**Exercise directions:**
Would you return the lines from the one that contains "Guideline: one marker per instance of the tropical" to the last line of the entries below, exactly and with nothing added?

(Dataset entries)
-*-
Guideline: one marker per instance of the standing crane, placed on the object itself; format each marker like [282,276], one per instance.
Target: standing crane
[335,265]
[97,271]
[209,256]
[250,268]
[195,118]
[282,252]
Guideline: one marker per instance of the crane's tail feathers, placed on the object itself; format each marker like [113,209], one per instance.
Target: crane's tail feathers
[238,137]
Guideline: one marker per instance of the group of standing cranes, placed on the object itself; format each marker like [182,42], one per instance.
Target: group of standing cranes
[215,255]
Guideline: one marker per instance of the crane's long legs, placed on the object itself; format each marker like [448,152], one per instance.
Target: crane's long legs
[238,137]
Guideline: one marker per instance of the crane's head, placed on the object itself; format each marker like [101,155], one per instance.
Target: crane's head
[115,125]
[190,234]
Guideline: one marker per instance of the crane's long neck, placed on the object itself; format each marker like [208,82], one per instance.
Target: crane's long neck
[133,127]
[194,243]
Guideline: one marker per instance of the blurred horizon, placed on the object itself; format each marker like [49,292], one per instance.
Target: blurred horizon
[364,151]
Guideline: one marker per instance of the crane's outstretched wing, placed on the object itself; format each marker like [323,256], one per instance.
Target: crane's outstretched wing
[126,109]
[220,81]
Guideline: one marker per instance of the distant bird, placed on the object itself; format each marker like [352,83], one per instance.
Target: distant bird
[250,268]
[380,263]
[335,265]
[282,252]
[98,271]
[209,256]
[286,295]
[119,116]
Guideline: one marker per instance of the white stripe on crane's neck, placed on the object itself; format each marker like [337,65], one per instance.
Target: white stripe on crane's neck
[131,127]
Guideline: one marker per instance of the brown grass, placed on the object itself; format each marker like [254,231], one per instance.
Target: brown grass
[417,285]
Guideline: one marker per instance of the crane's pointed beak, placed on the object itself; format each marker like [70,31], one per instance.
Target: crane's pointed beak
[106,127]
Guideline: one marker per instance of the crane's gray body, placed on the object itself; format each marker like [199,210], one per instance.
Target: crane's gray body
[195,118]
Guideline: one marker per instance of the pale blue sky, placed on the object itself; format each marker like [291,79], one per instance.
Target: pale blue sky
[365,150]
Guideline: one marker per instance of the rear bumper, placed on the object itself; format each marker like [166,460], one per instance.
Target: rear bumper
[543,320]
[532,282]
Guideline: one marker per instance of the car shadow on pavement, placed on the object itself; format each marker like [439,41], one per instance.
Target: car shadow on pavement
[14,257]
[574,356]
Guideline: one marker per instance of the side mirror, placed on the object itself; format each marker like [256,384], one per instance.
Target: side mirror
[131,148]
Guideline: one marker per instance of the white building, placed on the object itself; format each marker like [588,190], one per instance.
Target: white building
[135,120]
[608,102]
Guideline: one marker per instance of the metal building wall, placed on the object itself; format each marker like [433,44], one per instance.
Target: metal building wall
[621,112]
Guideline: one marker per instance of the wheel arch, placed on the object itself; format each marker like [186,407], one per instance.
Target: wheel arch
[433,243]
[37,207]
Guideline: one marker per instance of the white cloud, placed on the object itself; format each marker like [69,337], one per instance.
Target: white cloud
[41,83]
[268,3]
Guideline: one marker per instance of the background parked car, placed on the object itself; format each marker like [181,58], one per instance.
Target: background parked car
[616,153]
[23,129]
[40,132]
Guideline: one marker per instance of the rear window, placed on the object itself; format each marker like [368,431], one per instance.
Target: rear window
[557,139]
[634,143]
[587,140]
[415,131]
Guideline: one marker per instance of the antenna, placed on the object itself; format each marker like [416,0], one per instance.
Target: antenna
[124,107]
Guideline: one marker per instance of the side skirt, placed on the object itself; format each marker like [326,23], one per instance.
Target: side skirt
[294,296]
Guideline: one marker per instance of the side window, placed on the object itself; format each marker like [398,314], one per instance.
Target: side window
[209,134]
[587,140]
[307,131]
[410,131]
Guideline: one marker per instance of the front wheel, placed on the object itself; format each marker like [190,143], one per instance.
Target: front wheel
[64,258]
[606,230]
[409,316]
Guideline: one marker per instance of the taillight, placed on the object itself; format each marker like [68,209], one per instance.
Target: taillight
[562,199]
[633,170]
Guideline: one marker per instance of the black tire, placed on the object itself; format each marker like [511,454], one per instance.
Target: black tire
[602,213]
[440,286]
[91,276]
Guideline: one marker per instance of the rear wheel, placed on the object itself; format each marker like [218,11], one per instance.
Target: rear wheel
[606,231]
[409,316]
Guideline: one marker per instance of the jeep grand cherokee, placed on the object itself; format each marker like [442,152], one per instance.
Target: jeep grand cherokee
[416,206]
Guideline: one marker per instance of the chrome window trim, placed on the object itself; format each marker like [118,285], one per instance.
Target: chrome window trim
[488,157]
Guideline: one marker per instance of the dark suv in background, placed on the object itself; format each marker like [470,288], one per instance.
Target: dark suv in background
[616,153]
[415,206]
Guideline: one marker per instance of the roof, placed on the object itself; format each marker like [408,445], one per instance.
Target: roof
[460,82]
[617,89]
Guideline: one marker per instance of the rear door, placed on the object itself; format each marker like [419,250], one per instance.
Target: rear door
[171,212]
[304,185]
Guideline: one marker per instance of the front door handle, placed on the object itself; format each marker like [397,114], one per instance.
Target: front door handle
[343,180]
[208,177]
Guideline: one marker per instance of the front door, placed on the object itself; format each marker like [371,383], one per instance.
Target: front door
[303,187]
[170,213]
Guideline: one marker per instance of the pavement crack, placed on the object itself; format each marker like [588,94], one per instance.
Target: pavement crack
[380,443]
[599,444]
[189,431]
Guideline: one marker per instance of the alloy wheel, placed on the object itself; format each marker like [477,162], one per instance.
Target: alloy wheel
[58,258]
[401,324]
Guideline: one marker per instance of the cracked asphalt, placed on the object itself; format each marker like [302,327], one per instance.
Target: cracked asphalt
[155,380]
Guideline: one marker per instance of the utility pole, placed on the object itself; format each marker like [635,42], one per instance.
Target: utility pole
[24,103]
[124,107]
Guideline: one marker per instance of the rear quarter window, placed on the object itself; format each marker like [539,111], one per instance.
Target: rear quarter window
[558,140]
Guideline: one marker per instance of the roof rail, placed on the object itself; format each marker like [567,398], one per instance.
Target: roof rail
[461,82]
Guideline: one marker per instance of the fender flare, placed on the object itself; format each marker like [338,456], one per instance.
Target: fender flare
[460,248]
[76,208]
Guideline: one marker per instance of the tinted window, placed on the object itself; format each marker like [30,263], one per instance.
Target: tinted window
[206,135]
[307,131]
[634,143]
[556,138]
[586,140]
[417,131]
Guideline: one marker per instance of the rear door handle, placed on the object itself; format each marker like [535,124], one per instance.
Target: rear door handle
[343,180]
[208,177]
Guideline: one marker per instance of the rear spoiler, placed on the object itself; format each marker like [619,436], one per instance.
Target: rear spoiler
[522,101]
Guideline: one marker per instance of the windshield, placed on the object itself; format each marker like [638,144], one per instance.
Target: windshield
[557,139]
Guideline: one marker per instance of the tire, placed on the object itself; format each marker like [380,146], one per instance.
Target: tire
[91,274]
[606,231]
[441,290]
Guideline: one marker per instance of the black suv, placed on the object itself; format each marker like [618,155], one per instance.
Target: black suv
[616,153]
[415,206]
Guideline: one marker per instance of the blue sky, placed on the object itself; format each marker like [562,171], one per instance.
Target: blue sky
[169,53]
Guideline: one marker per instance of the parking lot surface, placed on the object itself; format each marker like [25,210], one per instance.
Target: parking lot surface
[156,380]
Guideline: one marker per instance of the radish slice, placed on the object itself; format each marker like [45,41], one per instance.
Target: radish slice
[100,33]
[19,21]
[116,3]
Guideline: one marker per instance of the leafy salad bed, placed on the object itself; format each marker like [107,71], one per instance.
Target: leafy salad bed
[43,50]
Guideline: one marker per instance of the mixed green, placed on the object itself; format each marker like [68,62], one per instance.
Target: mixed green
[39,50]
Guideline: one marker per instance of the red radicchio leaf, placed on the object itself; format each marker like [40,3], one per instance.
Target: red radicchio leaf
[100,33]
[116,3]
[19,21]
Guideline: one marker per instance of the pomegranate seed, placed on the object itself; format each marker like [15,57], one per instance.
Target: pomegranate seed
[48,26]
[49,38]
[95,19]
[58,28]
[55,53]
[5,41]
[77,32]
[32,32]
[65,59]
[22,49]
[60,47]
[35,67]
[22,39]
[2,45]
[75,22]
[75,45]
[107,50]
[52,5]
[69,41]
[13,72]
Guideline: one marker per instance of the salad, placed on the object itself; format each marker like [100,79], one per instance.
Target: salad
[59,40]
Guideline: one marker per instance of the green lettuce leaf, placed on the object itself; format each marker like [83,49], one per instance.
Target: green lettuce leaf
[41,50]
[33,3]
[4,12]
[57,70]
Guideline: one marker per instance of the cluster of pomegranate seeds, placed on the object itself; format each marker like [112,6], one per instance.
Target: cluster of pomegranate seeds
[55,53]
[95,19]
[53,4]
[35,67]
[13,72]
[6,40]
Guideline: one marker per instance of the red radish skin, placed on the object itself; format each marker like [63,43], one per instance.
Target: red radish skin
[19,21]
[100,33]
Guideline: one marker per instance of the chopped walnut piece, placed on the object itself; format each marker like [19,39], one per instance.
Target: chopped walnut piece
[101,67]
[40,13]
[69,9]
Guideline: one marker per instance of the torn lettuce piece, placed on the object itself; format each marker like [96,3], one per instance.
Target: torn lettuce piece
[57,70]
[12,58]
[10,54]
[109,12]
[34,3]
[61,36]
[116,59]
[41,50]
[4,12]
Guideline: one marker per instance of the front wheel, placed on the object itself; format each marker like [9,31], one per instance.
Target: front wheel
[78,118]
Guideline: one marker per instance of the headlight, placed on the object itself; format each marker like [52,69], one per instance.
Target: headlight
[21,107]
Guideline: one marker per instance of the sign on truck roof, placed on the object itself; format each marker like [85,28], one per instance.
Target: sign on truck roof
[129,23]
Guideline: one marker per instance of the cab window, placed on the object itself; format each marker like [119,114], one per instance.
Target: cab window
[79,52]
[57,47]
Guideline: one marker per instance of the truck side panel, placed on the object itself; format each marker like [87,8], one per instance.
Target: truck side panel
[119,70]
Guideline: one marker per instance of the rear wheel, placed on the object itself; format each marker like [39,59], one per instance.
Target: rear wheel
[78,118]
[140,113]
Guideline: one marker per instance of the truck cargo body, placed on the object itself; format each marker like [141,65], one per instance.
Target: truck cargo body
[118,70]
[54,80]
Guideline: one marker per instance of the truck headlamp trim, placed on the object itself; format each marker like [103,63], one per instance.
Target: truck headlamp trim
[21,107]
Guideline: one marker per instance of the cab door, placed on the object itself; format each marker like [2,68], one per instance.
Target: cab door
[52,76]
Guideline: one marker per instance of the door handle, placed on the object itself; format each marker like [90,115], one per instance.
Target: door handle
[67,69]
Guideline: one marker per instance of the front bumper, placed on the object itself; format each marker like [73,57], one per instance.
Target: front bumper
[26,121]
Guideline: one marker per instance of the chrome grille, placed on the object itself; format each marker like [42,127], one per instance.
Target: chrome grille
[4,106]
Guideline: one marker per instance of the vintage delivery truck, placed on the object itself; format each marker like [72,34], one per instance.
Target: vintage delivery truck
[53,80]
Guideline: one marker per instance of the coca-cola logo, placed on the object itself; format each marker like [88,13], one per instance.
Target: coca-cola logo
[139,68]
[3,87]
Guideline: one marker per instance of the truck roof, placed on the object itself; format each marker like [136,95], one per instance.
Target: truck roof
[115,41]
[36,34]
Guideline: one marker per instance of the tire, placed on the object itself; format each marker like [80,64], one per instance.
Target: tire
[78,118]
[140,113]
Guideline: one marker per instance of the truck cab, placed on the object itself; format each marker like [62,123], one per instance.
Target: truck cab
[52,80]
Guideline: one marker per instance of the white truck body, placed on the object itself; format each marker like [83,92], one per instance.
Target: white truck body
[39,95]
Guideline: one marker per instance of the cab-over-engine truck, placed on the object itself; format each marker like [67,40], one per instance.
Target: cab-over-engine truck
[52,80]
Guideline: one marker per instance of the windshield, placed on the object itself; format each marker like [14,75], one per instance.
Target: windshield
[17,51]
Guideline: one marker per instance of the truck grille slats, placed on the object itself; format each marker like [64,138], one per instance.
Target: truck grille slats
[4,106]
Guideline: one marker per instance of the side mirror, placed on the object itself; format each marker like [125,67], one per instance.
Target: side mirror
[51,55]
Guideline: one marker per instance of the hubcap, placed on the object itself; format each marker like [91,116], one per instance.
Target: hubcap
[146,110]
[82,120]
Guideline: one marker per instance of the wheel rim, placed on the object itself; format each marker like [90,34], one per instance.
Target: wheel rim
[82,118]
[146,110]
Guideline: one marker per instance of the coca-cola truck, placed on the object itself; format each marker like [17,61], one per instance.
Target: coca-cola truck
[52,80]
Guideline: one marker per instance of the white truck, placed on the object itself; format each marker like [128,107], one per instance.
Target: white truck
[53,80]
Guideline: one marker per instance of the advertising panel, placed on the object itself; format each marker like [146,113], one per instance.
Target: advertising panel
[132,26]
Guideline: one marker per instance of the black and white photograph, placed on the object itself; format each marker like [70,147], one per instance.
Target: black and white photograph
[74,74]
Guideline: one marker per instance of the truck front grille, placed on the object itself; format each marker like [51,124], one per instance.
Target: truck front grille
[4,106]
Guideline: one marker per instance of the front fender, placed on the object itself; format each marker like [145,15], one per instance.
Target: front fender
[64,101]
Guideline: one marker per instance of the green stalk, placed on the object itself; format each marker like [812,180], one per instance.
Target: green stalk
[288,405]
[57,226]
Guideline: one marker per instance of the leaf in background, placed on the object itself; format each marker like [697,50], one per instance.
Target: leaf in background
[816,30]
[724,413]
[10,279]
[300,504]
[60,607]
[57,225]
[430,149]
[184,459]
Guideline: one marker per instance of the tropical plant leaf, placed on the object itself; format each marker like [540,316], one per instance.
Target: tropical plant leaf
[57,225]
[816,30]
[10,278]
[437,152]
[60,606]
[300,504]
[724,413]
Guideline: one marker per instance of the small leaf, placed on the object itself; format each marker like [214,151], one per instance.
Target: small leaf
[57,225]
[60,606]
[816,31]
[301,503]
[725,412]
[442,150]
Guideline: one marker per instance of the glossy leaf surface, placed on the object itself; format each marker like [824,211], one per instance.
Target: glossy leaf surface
-*-
**Answer to the problem:**
Guideline: one marker per instance of the tropical plant leaf, placed on the object itself; format each marker like [540,316], one per instance.
Target: tropical plant leaf
[57,225]
[816,30]
[10,278]
[437,152]
[60,606]
[300,504]
[724,413]
Guideline: one marker per instance of the small leaf, placed on the object itself; format each marker like [214,151], one per instance.
Target: small leaf
[57,225]
[60,606]
[816,31]
[301,503]
[725,412]
[442,150]
Guideline: one marker per instance of the glossy leaf surface, placed on the object itself; format each marker like [824,211], one per instance.
Target: glossy leaf surface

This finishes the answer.